#### TEXTE DE LA PAGE
Le retour d'une formation du calibre de Swallow the Sun a franchement de quoi réjouir. Solide scéniquement, ayant à leur palmarès quatre albums de forte qualité dont ils n'ont nullement à rougir, ils font partis de ce panthéon de groupes dont les attentes à chaque nouvelle sortie sont très hautes. Alors signés chez Spinefarm Records, les finlandais nous délivrent leur 5ème mouture, Emerald Forest and the Blackbird, dont l'artwork est aussi attrayant qu'il donne envie de se plonger dans la forêt et de s'y perdre. Et pour s'y perdre, l'auditeur ne sera pas le seul à être égaré. Vous avez du mal à comprendre cette métaphore ? Lisez plutôt ces quelques lignes.
Au diable le doom/death d'avant, Swallow the Sun a décidé de faire peau neuve, et sa mue nous apporte une innovation qui risque de déconcerter : l'opus est, dans son ensemble, résolument plus atmosphérique. Les guitares se voient ainsi plus en retrait, pour laisser une plus grande place au clavier et au chant, qui sont maintenant sur le devant de la scène, tirant les rênes et tentant de conduire le brûlot vers l'effet escompté. Et, en soi, la tentative d'évolution n'est pas à blâmer, le groupe nous montre qu'il sait et veut prendre des risques, en dépit d'un avis qui sera certainement mitigé quant à cette nouvelle voie ouverte par le combo. Ainsi, on retrouvera quelques petites réminiscences des vieux opus d'Anathema, ce qui n'est vraiment pas pour déplaire, tant les britanniques excellaient dans leur genre. D'ailleurs, pour appuyer tout cela, quelques (trop, à votre convenance) légers chœurs aériens se grefferont à quelques compositions (la piste éponyme, à titre d'exemple), interprétés par une Aleah Stanbridge (Trees of Eternity) que l'on aurait souhaité entendre davantage, son grain de voix étant plutôt beau, il faut bien l'avouer. Donc, nos finlandais changent : ils veulent confronter leur public à un nouveau genre, et tenter, ainsi, de plaire en montrant qu'ils ne se reposent pas sur leurs lauriers.

#### TÂCHES À RÉALISER
(a) Répondez à ces questions sur la chronique de l'album Emerald Forest and the Blackbird :
(i) Chez quel label les finlandais sont-ils signés ?
(ii) Quel rang cet album occupe-t-il dans la discographie de Swallow the Sun ?
(iii) Qui interprète les chœurs aériens ajoutés à certaines compositions ?
(b) Reprenez la chronique de l'album Emerald Forest and the Blackbird à l'endroit où elle s'arrête.

#### DONNÉES FOURNIES
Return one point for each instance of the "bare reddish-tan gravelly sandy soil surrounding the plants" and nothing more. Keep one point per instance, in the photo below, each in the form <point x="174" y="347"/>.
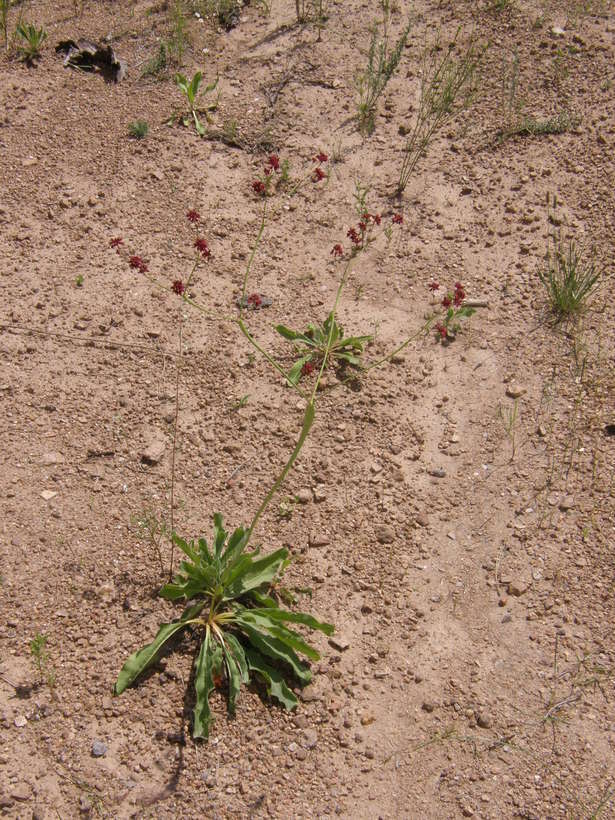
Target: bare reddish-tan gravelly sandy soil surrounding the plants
<point x="459" y="513"/>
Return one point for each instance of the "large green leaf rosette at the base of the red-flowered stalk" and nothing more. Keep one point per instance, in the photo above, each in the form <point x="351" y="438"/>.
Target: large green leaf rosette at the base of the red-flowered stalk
<point x="242" y="629"/>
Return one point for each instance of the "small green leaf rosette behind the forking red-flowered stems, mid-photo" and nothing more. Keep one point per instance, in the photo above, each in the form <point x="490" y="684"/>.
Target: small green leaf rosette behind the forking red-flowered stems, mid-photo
<point x="314" y="343"/>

#### RÉPONSES DANS L'ORDRE
(a)
(i) Spinefarm Records.
(ii) C'est leur cinquième album.
(iii) Aleah Stanbridge, de Trees of Eternity.

(b)
Sauf que ce n'est pas le cas. A vouloir jouer sur ce côté ambiant qui aurait pu être une réussite, le groupe se prend lui-même au piège en empruntant une route elle-même déjà très empruntée ces temps-ci, la popularité de l'atmosphérique n'étant sans doute pas étrangère à leur désir de changer d'orientation. Pourtant sur le papier c'est alléchant : Anette Olzon, la frontwoman de Nightwish, est invitée à poser sa jolie voix sur un titre avec la belle voix de Miko Kotamäki, les musiciens sont expérimentés et savent manier l'émotion et la magie. C'est les constants que l'on tirait des précédents opus, ce ne sera pas le cas sur celui-ci qui, d'émotion justement, s'en trouve être tout à fait dénué, ne permettant pas le voyage. Et pourtant, il y a des arguments qui pourraient nous plaire, nous laisser entrer dans leur univers si mystérieux. Une superbe guitare sèche accompagnant le frontman sur « This Cut is the Deepest », l'usage d'un somptueux piano qui donne un réel effet, une ampleur considérable à « April 14th » (soit dit en passant, le meilleur morceau de la galette), ou encore l'intervention de la miss Olzon qui, de sa voix suave et transformée en Liv Kristine, apporte un peu de lumière et de douceur sur « Cathedral Walls », autre piste pas foncièrement inintéressante. Mais voilà, le problème est ici : à part quelques petites touches par-ci, par-là, le reste est un enchaînement de déceptions.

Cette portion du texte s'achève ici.